Excerpt to read »

I feel cynical toward the sudden outpouring of support for Black lives from individuals, businesses, and major corporations. If after Trayvon, or Eric, or Tamir, or Sandra, or Philando, or any of the many others, they had been willing to do the uncomfortable "thing," we might not be printing George's name on t-shirts right now. I can write, post, donate, vote, protest - but what is going to prevent the need for printing more shirts? More specifically, what is going to prevent them from having my children's names printed on them?  Real questions and real fears of every Black mother that I know. 

There were many white mothers I know that sent me text messages, liked my Facebook messages, or shared stories on their pages last week. I was not in any mood to thank or applaud them. Because quite frankly, it is not enough. It is the bare minimum. I am parenting my children to protect themselves against racism. And white mothers, if you really mean what you say, you should parent your children to be anti-racist. 

This week I had to tell my children that their lives matter. Specifically, that their Black lives matter. That they are beautiful, smart, and loved. I need you to tell your children that my children's lives matter. 

This week I had to tell my children that there are people who hate them solely because of their skin color. I told them that those people are wrong. I need you to tell your children the same. 

This week I had to teach my children the meaning of the word "protest." I told them about the long history of people putting their bodies on the line to effect change. I need you to teach your children the same.  

This week my husband and I had to struggle together over what and how to tell our children. I need you to call your spouses to the carpet, and work with them to raise your children to be better.  

This week I was made to feel uncomfortable at work. I spoke up. I need you to be okay being uncomfortable, and to speak up. And to let your children see you speaking up to your friends, family members, and coworkers. 

I will have to tell my children these things again, and again. Yes, it feels like I am stripping away their innocence. I need you to keep telling your children these things again, and again. It would be an active exercise of your privilege to do anything less.

What to do »
a – In the essay on raising children amid racism, what did the writer tell the children about people who hate them solely because of their skin color?
b – Carry on the essay on raising children amid racism, starting after its final sentence.

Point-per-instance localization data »
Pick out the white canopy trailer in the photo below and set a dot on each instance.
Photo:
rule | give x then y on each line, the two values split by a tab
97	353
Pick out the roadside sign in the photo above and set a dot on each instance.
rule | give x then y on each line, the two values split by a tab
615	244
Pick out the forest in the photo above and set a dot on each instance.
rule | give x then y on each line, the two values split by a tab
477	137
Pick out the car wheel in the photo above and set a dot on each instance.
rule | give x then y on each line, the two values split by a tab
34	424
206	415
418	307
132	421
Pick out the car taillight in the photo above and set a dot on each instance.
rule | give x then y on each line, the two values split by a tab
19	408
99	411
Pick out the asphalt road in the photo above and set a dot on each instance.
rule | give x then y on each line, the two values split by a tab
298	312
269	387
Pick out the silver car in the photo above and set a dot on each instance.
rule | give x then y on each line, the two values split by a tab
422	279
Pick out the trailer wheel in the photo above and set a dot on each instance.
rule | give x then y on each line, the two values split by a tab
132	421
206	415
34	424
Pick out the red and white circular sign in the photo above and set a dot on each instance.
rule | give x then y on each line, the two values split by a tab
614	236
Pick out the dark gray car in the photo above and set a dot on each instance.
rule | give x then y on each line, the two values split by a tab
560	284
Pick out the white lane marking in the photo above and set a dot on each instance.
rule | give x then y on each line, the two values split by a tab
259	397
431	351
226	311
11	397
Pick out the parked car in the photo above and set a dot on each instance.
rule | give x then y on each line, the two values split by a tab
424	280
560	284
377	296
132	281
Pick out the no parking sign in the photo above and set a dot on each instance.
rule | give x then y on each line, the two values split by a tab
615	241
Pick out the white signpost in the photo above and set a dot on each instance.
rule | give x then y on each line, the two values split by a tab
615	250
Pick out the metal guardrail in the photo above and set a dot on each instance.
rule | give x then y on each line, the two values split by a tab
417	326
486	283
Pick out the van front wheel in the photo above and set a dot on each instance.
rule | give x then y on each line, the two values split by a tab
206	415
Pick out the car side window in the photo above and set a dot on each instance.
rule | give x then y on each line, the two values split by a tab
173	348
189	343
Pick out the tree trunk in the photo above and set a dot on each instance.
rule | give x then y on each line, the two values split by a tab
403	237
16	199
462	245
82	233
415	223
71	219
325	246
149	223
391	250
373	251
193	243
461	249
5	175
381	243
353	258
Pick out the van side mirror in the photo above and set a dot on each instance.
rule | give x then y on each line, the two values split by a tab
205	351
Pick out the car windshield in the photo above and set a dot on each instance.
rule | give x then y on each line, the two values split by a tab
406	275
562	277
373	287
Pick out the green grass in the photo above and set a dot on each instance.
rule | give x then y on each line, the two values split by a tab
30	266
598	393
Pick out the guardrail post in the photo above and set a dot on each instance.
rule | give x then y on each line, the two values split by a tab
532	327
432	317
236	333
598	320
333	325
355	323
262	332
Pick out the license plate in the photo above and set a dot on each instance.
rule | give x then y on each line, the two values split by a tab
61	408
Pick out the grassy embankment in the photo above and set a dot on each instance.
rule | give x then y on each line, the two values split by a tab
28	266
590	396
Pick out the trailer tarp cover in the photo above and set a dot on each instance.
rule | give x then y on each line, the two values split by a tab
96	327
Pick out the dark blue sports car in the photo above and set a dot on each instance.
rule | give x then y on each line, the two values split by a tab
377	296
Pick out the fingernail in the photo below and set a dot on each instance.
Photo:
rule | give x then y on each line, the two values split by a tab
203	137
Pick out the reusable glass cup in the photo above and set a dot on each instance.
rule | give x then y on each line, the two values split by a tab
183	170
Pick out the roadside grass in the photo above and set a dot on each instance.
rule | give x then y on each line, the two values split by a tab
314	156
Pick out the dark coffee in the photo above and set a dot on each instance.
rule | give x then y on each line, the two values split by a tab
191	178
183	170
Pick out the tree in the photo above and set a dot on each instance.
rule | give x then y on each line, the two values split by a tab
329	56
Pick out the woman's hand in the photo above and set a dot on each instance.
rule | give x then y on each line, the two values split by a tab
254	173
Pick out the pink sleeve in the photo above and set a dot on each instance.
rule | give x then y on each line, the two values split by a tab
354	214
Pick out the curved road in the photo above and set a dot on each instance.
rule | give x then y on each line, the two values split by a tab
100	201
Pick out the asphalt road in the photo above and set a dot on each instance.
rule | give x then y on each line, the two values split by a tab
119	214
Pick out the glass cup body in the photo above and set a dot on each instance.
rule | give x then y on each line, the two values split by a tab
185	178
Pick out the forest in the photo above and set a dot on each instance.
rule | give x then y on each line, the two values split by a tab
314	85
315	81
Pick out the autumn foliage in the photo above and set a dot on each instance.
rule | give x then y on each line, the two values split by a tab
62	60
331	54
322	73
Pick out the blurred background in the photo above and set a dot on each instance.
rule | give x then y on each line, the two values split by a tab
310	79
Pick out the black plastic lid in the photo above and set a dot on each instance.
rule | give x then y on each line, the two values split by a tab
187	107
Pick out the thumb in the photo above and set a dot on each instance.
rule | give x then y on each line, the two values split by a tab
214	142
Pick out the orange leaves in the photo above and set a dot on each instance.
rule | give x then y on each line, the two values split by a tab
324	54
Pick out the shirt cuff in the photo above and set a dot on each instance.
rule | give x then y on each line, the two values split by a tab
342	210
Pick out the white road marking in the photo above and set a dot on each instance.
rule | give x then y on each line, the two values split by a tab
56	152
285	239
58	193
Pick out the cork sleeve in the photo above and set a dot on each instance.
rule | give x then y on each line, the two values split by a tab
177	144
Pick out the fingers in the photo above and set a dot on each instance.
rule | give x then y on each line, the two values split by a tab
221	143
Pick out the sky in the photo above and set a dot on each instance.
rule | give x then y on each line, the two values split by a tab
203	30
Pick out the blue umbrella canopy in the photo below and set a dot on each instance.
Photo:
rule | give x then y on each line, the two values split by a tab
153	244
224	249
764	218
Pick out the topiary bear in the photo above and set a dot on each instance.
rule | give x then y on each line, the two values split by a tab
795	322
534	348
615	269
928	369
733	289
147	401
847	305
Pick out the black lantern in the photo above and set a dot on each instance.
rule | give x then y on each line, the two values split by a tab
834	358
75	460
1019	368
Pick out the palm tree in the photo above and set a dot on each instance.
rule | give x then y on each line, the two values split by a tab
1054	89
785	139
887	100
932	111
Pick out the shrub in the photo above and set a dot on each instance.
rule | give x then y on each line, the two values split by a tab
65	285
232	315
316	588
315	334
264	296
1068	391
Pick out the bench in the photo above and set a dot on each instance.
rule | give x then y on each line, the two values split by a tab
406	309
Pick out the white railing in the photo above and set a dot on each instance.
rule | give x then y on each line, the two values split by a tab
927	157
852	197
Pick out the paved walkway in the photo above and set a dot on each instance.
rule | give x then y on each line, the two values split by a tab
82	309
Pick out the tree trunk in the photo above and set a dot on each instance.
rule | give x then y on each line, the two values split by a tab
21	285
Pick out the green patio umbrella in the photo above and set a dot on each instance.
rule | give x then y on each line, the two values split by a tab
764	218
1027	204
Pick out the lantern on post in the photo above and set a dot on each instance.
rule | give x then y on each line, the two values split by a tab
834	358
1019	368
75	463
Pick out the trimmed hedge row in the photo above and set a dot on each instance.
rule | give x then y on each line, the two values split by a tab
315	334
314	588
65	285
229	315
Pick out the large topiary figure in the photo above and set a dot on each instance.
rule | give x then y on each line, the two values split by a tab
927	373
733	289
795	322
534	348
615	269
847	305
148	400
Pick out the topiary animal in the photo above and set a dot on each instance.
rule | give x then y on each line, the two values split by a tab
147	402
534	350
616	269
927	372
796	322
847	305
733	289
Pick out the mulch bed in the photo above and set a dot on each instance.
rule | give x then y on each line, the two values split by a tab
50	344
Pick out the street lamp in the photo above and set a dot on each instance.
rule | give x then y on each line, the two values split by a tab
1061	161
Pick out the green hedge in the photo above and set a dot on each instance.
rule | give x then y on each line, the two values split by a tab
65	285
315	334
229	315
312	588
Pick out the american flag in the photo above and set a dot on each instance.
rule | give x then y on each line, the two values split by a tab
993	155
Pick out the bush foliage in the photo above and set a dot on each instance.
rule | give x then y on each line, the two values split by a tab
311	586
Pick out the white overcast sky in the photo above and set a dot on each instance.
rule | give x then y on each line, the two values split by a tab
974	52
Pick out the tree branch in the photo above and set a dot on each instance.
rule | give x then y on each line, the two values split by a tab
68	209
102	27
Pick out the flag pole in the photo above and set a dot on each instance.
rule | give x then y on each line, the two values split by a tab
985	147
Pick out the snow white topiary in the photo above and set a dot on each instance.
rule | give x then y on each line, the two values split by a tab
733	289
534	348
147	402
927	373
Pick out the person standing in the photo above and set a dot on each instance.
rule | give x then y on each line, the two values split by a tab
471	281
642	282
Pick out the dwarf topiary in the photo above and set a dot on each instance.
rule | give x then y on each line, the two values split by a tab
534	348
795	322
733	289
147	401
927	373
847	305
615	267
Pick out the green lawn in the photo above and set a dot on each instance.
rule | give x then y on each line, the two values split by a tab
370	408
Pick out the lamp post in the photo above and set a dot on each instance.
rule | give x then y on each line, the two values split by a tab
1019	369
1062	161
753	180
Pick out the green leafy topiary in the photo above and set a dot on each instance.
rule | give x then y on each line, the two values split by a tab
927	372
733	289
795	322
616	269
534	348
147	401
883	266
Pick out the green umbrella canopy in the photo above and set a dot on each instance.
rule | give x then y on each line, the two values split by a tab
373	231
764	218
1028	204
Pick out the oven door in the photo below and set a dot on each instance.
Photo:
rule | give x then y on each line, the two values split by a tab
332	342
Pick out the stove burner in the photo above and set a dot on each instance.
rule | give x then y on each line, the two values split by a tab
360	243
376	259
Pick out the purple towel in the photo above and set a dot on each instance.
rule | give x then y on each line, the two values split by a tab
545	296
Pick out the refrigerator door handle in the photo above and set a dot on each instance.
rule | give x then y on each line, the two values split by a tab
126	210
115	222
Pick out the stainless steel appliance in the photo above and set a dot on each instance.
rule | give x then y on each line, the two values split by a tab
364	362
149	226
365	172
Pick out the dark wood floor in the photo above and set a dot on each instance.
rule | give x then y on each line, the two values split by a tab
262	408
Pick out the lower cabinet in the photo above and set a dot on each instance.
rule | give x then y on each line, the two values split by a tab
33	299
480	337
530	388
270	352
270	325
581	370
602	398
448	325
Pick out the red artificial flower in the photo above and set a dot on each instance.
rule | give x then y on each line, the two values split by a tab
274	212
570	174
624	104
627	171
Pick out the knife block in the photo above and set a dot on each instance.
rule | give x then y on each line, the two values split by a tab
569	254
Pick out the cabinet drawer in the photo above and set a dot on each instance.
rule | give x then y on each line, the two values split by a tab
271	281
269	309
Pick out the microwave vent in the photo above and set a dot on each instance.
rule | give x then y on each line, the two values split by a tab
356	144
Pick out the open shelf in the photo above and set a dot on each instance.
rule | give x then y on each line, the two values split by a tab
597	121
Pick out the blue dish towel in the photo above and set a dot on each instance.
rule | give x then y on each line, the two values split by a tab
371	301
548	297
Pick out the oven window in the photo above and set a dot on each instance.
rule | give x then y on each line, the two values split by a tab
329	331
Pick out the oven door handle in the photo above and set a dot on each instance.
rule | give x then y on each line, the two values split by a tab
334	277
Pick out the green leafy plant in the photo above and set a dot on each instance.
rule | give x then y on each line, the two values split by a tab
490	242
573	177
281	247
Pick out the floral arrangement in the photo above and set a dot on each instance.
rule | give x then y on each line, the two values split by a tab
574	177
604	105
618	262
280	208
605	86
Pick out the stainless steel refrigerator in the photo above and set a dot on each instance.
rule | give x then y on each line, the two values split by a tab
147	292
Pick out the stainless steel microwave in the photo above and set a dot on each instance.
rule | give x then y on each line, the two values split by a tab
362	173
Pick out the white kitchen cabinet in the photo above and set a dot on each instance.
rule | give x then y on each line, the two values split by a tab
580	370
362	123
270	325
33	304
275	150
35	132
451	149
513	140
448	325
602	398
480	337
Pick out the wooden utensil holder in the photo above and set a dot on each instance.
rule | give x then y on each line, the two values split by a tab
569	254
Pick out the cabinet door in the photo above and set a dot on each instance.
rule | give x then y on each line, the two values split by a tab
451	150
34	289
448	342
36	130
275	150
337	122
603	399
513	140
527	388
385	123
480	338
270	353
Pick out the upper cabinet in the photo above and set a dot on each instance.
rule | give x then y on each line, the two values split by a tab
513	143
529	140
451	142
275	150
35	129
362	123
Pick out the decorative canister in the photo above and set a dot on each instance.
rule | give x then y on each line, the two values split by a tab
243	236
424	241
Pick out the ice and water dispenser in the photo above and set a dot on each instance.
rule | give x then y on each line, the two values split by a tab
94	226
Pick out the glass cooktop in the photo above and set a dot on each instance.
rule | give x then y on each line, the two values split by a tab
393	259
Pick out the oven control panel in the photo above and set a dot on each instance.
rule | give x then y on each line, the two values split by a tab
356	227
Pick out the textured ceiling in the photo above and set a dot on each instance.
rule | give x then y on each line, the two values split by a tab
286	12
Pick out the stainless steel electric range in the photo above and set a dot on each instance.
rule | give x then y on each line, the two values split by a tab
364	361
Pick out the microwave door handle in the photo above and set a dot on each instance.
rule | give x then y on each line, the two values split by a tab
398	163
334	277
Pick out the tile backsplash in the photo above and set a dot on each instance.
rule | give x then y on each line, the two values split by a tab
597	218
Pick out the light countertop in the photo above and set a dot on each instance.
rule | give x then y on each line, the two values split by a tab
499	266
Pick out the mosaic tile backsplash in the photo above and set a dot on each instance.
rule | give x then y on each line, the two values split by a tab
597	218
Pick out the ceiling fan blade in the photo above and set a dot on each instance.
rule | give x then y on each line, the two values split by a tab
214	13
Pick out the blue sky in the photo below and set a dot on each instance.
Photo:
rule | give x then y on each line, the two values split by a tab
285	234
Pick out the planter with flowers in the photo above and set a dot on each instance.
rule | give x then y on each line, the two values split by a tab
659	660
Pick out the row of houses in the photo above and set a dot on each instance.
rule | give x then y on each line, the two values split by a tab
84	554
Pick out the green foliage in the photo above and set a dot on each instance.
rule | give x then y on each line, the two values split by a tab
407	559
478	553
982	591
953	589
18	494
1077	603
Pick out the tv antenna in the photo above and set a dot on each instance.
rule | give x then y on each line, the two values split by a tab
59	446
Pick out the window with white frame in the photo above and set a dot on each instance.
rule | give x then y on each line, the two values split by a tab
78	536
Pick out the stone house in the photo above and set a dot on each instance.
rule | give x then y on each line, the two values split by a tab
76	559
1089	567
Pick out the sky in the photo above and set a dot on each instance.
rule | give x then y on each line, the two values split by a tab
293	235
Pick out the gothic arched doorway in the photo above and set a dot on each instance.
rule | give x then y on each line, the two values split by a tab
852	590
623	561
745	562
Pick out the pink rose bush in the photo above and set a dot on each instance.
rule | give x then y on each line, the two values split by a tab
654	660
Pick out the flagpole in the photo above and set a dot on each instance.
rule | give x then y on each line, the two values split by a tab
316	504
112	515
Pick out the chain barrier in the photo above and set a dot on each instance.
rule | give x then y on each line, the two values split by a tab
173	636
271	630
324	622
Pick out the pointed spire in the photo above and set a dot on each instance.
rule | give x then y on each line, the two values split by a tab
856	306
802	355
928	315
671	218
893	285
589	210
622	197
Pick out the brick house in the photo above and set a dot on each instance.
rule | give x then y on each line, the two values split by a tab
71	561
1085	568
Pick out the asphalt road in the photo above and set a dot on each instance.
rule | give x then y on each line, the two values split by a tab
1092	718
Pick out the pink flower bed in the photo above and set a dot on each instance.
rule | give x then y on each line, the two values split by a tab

Results in order »
a – That those people are wrong.

b –
I need you to not cower behind the "I don't see color" line. I need you to see mine and my children's Blackness, and to celebrate it. I need you to say to your children that Black lives matter. 

I need you to raise your children to not hate my children. 

"Mama."

White mothers - this week I heard a Black man call for his mother while a white cop murdered him in the street. Pretend that he was your son. I need you to hear George Floyd's cry for his mother, and hurt as only a mama can hurt. I need you to allow that hurt to fuel action. And I need you to continue to act when no one is looking, when the Facebook likes are irrelevant, and when it's not trendy to do so.  

If history has shown us anything, it's that we can't do this alone. So as much as I'm annoyed by the bandwagoning, I know that it is necessary. Everyone is going to have to do their part, bear some burden, and pull their weight. White mothers in particular, I am calling you out to do your part. The most important job you have in this effort is to check your privilege, acknowledge your bias, and break the cycle of raising racists. 

If you're not willing to do this, then don't "ooh" and "aah" over how cute my kids are, don't like a single social media post of mine, and don't private message me your support. If you're not willing to do these things today and everyday moving forward, then we have nothing left to talk about.